## ACTIVITIES
**a)** Copy out the stretch of the fundraiser article below from "The beneficiary will" through "school in Aurora.".
**b)** Answer these questions using the fundraiser article below:
(i) How much money is the fundraising drive trying to raise?
(ii) By what date does Barrett aim to raise the money?
(iii) Which school does Joey attend?
**c)** Rewrite the paragraph of the fundraiser article below that begins "The beneficiary will be Joey Genovese" as a short list that keeps its main facts.

## QUOTED PASSAGE
# # # # # # #

Six thousand dollars. That's the goal of a fundraising drive by Montgomery-based Fox Valley Habitat for Humanity to help a future Habitat family's son with autism obtain a service dog.

The Rev. Jeff Barrett, executive director of the Christian housing ministry, is trying to raise the money by June 25.

The beneficiary will be Joey Genovese, 11, son of Patricia and John Genovese of Aurora. Joey, who is nonverbal, attends Core Academy nonpublic special education school in Aurora.

The Genoveses, including Joey's twin sister, Gianna, hope to close on their east-side Habitat house by June 30.

"A service dog will provide Joey, who is nonverbal, with warmth and security," Barrett said. "Additionally, service dogs prevent bolting, wandering and anxiety manifestations such as outbursts, tantrums, screaming and night terrors.

"This is a special family that has come to Aurora for the special help their son and brother, Joey, needs," Barrett said. "They are hardworking and caring. They put in hundreds of hours working for Fox Valley Habitat for Humanity to give back to others.

# # # # # # #

## DATA SECTION
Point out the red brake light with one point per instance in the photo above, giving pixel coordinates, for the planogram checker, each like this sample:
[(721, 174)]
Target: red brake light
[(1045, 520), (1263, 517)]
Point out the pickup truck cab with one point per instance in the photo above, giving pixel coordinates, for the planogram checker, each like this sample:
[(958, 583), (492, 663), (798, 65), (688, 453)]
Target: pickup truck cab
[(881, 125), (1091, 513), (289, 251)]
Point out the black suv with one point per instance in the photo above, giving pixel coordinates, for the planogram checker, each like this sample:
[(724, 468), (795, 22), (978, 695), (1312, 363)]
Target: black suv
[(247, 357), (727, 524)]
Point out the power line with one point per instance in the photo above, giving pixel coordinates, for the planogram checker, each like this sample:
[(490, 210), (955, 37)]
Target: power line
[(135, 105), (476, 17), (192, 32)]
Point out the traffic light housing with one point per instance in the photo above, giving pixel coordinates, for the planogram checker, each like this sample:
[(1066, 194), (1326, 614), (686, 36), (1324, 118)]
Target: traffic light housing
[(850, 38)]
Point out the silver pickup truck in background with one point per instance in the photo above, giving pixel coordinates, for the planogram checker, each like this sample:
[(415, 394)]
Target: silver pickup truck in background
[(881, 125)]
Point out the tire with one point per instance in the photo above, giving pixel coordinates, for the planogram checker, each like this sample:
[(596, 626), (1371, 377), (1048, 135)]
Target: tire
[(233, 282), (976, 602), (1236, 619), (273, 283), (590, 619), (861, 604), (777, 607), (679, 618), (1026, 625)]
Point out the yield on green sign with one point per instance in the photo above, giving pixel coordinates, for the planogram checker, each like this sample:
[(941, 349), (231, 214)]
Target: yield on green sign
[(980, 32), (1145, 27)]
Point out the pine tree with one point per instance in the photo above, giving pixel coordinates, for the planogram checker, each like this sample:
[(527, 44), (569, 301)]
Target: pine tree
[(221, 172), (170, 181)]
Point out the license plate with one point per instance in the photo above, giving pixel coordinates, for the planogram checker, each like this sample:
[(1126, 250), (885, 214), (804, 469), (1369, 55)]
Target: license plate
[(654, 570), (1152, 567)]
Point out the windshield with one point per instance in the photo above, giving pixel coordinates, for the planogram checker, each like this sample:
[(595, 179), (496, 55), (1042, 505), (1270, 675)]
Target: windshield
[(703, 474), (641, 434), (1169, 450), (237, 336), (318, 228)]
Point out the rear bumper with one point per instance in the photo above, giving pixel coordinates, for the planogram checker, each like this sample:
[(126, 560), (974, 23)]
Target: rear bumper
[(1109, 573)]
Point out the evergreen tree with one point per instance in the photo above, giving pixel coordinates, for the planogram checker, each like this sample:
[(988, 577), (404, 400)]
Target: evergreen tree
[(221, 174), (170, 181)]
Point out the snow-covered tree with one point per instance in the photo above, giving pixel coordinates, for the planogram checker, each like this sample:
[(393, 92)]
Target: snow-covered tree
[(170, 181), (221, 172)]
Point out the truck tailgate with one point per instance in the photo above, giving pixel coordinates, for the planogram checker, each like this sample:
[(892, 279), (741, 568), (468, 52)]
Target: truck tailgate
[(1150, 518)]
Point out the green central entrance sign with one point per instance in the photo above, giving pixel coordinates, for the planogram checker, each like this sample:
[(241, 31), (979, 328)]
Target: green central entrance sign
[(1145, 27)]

# # # # # # #

## ANSWERS FOR THIS EXERCISE
**a)**
The beneficiary will be Joey Genovese, 11, son of Patricia and John Genovese of Aurora. Joey, who is nonverbal, attends Core Academy nonpublic special education school in Aurora.

**b)**
(i) Six thousand dollars.
(ii) June 25.
(iii) Core Academy, a nonpublic special education school in Aurora.

**c)**
- Beneficiary: Joey Genovese, 11
- Parents: Patricia and John Genovese of Aurora
- Joey is nonverbal.
- School: Core Academy, a nonpublic special education school in Aurora